Reading text =

·····

Dobbs v. State
Decision Date | 13 June 1932 |
Docket Number | 30031 |
Citation | 167 Miss. 609,142 So. 500 |
Court | Mississippi Supreme Court |
Parties | DOBBS v. STATE |
APPEAL from the circuit court of Coahoma county.
(En Banc.)
1. CRIMINAL LAW.
Admitting accused's statements while in custody, alleged to constitute confession, without showing free and voluntary character, held unavailable as error, where objection was general.
2. CRIMINAL LAW.
In murder prosecution, court's failure to voluntarily instruct jury on manslaughter held unavailable as error where no such instruction was requested.
HON WM. A. ALCORN, Judge.
HON WM. A. ALCORN, Judge.
Lonzo Dobbs was convicted of murder, and he appeals. Affirmed, and date fixed for execution of the sentence.
Affirmed.
J. H. O'Neal, of Clarksdale, for appellant.
W. D. Conn, Jr., Assistant Attorney-General, for the state.
Briefs of counsel not found.
From the evidence adduced by the state, the jury were warranted in finding that the appellant was guilty of an unprovoked murder.

·····

Dataset records
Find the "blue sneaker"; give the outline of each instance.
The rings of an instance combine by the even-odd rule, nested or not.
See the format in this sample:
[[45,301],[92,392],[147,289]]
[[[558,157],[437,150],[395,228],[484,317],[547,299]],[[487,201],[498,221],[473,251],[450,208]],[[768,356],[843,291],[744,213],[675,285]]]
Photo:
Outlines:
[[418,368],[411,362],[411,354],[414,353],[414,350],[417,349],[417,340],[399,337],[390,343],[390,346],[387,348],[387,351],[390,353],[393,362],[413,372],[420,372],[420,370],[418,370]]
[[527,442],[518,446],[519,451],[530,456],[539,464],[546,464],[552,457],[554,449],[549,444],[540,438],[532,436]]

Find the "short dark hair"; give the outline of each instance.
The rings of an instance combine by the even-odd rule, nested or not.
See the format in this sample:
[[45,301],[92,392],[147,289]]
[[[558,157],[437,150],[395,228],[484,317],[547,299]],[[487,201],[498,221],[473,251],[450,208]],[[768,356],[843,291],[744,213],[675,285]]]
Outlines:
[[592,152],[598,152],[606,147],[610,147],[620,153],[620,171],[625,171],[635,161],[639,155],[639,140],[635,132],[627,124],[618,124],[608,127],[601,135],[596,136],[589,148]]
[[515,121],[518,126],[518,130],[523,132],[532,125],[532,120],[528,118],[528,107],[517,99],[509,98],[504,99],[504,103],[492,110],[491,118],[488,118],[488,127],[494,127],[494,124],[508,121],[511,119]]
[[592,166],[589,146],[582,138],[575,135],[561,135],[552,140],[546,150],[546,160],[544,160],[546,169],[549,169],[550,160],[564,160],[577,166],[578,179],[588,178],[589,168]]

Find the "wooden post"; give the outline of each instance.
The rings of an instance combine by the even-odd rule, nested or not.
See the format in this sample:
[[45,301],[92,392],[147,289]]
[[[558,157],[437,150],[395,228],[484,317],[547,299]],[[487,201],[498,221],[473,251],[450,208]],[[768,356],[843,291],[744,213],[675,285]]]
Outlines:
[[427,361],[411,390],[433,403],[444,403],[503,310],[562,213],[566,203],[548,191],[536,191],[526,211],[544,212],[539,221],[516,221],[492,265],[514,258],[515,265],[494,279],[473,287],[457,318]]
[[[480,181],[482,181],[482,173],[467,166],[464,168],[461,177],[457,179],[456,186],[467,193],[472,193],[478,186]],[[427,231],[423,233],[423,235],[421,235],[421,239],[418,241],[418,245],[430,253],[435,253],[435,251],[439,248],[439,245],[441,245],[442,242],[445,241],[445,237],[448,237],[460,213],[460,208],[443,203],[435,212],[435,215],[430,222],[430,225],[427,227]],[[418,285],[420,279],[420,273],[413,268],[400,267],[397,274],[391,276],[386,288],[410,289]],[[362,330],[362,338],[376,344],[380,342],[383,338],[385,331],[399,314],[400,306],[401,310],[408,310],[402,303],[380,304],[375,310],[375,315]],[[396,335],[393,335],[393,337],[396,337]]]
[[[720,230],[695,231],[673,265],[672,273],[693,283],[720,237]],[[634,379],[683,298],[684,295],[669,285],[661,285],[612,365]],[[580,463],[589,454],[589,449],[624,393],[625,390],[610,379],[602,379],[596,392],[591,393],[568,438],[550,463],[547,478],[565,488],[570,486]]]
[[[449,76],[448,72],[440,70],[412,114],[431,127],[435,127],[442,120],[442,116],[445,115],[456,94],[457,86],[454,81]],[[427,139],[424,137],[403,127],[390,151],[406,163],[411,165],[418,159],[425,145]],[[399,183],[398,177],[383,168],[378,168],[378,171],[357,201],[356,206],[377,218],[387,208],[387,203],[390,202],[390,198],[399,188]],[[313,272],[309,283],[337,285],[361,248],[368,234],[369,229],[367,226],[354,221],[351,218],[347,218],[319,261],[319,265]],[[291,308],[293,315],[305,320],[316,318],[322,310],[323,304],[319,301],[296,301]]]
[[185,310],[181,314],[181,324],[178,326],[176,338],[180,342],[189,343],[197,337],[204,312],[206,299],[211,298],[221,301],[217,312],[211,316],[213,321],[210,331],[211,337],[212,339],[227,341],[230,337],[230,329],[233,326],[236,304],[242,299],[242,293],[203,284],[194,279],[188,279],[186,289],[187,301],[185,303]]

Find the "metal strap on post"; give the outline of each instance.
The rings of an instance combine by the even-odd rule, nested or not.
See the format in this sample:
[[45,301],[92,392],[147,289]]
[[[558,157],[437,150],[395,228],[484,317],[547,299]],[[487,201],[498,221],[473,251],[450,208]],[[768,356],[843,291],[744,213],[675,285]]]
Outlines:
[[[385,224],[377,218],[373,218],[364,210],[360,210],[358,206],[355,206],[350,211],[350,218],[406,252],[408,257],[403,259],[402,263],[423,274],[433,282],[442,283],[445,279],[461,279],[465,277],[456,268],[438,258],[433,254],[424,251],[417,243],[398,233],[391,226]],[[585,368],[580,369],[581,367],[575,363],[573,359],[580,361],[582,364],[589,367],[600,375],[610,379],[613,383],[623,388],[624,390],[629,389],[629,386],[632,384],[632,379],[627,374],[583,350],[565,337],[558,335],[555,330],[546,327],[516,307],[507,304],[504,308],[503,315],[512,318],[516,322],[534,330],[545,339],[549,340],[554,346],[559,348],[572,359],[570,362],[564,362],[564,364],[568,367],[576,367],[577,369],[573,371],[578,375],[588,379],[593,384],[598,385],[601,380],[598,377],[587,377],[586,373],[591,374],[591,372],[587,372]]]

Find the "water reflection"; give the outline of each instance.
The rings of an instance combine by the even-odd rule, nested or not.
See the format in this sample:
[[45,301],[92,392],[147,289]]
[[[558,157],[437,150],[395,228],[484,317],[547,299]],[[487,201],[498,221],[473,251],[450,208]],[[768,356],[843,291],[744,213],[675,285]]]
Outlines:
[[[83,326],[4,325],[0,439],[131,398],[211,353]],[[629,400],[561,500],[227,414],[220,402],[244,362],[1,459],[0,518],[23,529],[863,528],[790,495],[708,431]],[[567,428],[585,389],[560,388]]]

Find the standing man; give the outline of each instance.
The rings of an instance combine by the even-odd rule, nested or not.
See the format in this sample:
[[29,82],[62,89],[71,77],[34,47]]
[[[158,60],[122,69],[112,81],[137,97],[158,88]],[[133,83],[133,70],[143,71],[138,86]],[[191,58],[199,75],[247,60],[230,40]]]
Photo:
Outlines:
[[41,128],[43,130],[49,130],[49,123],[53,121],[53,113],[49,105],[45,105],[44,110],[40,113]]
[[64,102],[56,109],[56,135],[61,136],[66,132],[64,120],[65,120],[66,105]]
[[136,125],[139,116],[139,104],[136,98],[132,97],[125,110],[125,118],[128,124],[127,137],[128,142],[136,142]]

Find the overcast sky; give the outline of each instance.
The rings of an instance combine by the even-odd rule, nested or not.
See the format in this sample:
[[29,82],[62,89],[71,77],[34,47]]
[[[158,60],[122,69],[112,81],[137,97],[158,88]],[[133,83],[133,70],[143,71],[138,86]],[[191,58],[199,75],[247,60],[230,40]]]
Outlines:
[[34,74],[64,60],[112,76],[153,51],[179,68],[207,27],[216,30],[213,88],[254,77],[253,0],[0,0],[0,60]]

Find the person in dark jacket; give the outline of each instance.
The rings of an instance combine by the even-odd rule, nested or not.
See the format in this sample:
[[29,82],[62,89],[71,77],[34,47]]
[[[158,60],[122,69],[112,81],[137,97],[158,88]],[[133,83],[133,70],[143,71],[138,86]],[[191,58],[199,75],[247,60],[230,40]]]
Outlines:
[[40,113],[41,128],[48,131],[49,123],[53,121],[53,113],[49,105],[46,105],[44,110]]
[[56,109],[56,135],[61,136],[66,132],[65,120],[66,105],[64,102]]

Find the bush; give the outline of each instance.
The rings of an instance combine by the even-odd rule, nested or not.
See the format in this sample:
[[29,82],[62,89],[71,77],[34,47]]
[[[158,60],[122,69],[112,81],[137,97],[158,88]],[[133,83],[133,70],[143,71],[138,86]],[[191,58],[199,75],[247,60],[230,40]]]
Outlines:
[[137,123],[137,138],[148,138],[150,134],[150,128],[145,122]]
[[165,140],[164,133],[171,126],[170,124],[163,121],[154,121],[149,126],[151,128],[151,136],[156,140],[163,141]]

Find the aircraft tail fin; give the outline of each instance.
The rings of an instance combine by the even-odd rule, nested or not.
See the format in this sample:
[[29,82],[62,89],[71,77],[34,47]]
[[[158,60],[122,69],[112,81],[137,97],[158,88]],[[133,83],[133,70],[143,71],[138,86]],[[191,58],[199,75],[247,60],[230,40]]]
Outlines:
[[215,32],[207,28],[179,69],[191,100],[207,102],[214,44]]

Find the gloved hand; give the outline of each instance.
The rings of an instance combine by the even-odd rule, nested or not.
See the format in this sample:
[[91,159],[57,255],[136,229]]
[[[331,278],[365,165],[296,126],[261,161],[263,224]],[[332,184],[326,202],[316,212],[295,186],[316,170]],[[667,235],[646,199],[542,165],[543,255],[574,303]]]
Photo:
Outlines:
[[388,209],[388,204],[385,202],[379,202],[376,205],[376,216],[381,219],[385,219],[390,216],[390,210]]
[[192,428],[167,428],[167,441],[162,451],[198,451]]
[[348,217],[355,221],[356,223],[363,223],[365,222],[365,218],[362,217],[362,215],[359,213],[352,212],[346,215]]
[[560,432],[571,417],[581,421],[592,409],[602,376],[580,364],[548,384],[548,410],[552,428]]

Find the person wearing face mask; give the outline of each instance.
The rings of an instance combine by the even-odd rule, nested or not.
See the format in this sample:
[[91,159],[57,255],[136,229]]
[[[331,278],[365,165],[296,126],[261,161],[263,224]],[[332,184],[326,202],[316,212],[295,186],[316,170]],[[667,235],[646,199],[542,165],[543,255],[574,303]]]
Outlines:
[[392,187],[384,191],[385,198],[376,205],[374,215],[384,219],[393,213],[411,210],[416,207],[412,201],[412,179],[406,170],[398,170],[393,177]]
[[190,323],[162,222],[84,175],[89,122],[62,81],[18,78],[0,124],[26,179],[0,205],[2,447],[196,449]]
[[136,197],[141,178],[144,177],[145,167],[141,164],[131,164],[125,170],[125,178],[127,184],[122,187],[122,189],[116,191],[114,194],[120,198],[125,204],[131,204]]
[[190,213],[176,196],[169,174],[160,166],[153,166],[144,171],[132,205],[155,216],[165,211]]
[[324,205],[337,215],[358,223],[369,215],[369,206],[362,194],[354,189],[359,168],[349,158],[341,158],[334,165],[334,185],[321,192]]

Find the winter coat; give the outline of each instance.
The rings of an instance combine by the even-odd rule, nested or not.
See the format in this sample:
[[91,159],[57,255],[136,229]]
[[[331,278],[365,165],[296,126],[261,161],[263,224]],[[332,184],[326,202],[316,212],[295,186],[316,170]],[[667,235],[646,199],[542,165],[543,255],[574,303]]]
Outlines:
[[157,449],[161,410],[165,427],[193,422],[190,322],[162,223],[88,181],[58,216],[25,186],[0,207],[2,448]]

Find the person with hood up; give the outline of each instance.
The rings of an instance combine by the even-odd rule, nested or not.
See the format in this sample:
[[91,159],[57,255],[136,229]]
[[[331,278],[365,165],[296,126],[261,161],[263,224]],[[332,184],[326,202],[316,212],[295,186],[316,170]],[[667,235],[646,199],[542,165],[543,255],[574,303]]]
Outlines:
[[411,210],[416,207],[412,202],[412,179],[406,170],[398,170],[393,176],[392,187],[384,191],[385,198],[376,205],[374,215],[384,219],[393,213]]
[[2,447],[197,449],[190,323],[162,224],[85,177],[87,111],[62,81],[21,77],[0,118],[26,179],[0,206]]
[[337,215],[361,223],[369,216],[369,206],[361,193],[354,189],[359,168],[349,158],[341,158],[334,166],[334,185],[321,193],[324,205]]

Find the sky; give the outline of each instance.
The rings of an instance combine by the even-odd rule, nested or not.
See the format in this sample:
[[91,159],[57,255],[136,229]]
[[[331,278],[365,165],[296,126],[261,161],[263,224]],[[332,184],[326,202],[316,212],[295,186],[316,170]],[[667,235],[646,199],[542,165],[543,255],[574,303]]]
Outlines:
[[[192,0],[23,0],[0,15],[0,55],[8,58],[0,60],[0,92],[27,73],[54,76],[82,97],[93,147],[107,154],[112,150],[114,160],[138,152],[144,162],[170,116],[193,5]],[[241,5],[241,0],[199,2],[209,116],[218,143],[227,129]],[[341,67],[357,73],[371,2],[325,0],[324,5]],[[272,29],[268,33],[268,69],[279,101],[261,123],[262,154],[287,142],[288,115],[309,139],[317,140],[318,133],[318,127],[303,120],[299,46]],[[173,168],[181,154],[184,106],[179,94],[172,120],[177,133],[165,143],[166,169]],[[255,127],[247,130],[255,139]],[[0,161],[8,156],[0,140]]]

·····

Problems to solve =
A) Extract, word for word, the part of the case summary that opens with the words containing "Admitting accused's statements" and closes with "Clarksdale, for appellant.".
B) Pick out every line of the entries that contains the string "dark", matching case, and copy each of those lines.

Expected outputs =
A)
Admitting accused's statements while in custody, alleged to constitute confession, without showing free and voluntary character, held unavailable as error, where objection was general.
2. CRIMINAL LAW.
In murder prosecution, court's failure to voluntarily instruct jury on manslaughter held unavailable as error where no such instruction was requested.
HON WM. A. ALCORN, Judge.
HON WM. A. ALCORN, Judge.
Lonzo Dobbs was convicted of murder, and he appeals. Affirmed, and date fixed for execution of the sentence.
Affirmed.
J. H. O'Neal, of Clarksdale, for appellant.

B)
Find the "short dark hair"; give the outline of each instance.
Find the person in dark jacket; give the outline of each instance.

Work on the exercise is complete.